TESTO DA ANALIZZARE:
---+---

Bce, il bazooka abbatte l'utile. Per l'Italia crolla il dividendo

Il piano di acquisto titoli con rendimenti nulli provoca la discesa da 130 a 15 milioni. E ora caleranno gli aiuti

Bce, il bazooka abbatte l'utile. Per l'Italia crolla il dividendo

Nessun pasto è gratis, c'è sempre un prezzo da pagare. Anche alla Bce. Il piano di acquisti anti-pandemia (il cosiddetto Pepp), ha garantito stabilità finanziaria all'eurozona nel momento in cui i conti pubblici si gonfiavano di debiti, ma con uno sgradevole effetto collaterale: l'anno scorso gli utili dell'Eurotower si sono quasi prosciugati. Colpa dei tassi di rendimento, quasi tutti negativi sui titoli di cui la banca guidata da Christine Lagarde (in foto) ha fatto incetta a partire dal marzo 2020, dei minori introiti dalle riserve in valuta estera e dalle coperture predisposte per difendersi dai rischi derivanti dall'intensa attività di shopping.

---+---

DETTAGLI DELL'ESERCIZIO:
Rispondi per favore a queste domande sull'articolo della Bce.
1. Secondo il sottotitolo, da quale cifra a quale cifra il piano di acquisto titoli provoca la discesa?
2. Come viene chiamato il piano di acquisti anti-pandemia?
3. Da quando la banca ha fatto incetta di titoli?

---+---

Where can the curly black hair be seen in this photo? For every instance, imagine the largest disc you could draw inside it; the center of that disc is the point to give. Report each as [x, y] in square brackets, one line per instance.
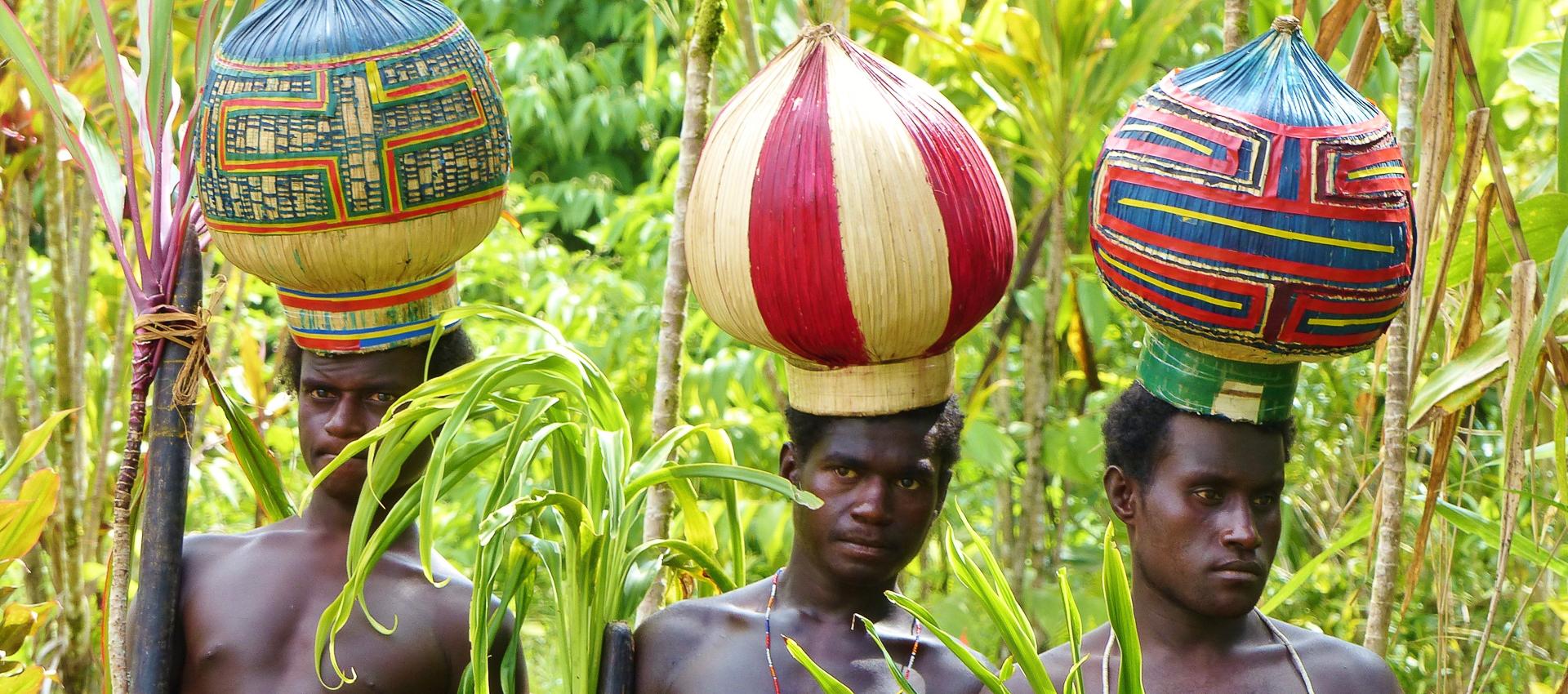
[452, 351]
[804, 429]
[1136, 425]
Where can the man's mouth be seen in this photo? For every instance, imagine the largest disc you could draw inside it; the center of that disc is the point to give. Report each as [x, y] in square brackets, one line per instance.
[1241, 571]
[866, 545]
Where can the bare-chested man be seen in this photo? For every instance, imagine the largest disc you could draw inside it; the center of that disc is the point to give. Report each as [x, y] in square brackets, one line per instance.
[250, 602]
[883, 482]
[1201, 501]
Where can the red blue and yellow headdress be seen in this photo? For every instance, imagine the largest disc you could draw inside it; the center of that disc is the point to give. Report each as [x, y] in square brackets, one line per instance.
[1254, 211]
[352, 151]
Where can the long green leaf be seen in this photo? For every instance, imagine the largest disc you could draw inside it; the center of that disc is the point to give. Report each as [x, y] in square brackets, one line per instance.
[1487, 530]
[828, 683]
[1358, 532]
[1118, 602]
[30, 445]
[256, 461]
[712, 470]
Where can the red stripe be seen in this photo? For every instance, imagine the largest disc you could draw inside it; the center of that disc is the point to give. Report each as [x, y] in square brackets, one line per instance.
[431, 85]
[1187, 126]
[974, 211]
[1258, 202]
[352, 221]
[1256, 293]
[327, 344]
[361, 305]
[795, 251]
[1294, 327]
[1225, 167]
[1236, 257]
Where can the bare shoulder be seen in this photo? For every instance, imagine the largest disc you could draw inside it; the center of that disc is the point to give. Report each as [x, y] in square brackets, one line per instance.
[686, 622]
[946, 671]
[1339, 666]
[204, 550]
[666, 641]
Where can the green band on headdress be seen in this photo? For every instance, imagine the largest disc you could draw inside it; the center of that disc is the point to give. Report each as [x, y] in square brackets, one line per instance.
[1213, 385]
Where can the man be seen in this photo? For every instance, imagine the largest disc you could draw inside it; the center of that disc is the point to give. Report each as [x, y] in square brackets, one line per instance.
[882, 482]
[1200, 497]
[250, 602]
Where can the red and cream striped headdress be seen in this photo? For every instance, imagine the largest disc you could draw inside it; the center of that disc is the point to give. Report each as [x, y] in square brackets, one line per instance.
[845, 216]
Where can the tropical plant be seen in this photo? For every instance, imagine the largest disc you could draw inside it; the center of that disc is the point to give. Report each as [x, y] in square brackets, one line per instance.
[577, 522]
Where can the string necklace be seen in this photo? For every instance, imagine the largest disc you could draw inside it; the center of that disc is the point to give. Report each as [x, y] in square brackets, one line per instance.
[767, 636]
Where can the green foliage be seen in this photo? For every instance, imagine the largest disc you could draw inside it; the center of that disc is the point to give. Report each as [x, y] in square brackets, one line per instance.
[577, 519]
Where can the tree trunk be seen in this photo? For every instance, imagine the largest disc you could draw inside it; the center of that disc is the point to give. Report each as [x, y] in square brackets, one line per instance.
[748, 35]
[163, 506]
[1385, 569]
[1040, 380]
[671, 320]
[1236, 29]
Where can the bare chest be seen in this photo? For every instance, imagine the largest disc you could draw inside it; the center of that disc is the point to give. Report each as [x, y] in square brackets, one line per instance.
[737, 663]
[252, 627]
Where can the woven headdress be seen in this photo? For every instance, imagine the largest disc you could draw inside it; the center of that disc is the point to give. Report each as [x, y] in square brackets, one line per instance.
[845, 216]
[1254, 211]
[352, 151]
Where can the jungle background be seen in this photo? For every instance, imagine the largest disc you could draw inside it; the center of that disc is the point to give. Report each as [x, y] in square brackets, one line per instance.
[1468, 511]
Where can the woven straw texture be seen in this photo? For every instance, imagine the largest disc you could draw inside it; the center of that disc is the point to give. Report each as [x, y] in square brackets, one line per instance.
[352, 151]
[845, 216]
[352, 145]
[1256, 209]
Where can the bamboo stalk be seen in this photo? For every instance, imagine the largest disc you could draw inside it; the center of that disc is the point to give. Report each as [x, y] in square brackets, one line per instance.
[671, 320]
[163, 508]
[748, 35]
[1468, 331]
[1523, 315]
[1396, 402]
[1368, 46]
[1476, 126]
[1333, 25]
[1021, 278]
[1236, 29]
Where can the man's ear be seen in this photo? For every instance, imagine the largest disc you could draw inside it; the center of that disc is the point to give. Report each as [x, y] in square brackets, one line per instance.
[787, 464]
[1121, 491]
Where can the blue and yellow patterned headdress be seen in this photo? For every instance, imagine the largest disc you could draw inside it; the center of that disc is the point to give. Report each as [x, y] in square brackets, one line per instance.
[1254, 211]
[352, 151]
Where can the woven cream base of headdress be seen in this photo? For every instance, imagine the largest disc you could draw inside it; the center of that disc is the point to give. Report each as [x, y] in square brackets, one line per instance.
[879, 389]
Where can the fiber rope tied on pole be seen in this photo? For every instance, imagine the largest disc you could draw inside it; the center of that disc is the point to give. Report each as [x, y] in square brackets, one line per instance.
[187, 329]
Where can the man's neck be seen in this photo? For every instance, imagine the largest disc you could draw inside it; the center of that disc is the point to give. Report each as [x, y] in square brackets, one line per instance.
[1169, 625]
[804, 586]
[336, 518]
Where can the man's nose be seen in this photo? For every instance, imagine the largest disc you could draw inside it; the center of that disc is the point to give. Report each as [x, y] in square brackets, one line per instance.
[1241, 528]
[872, 503]
[347, 420]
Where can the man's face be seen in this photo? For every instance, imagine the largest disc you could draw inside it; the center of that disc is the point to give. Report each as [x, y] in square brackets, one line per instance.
[342, 398]
[1206, 523]
[880, 486]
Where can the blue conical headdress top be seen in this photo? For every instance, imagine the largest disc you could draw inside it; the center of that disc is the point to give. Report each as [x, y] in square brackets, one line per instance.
[1254, 211]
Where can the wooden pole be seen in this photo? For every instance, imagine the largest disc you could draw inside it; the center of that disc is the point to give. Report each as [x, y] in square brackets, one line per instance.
[153, 625]
[671, 317]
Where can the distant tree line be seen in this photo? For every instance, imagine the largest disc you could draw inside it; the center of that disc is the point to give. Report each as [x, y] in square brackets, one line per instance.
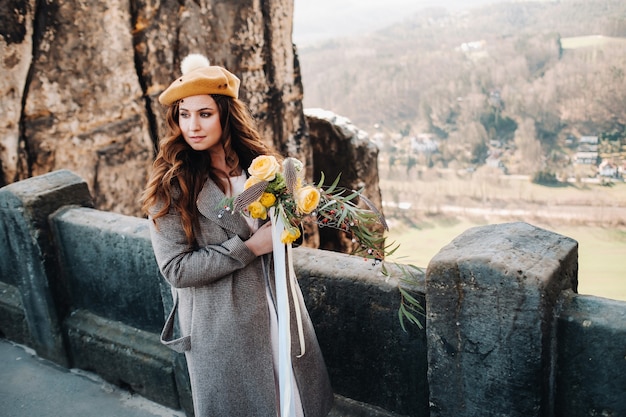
[493, 81]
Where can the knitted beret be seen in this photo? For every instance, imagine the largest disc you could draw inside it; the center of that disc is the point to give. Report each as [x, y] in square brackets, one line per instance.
[200, 77]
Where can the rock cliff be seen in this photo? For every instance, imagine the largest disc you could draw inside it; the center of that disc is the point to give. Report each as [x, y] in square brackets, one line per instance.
[82, 80]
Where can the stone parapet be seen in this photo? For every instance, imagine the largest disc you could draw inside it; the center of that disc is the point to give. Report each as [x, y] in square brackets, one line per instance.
[505, 334]
[491, 301]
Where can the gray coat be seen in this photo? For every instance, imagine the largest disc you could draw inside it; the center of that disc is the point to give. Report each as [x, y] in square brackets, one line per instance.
[220, 297]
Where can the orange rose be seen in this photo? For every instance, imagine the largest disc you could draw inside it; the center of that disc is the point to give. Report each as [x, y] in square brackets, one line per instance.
[307, 199]
[264, 167]
[257, 211]
[290, 235]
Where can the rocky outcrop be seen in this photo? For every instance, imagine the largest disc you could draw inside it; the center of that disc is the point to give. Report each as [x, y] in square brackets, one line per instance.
[83, 78]
[339, 148]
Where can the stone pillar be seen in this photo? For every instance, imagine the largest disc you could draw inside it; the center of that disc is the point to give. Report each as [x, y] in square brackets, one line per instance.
[28, 262]
[491, 296]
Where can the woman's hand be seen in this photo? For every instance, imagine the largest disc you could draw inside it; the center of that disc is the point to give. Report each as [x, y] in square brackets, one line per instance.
[260, 242]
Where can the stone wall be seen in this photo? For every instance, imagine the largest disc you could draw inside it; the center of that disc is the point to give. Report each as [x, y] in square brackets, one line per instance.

---+---

COMPITO SVOLTO:
1. Da 130 a 15 milioni.
2. Pepp.
3. Dal marzo 2020.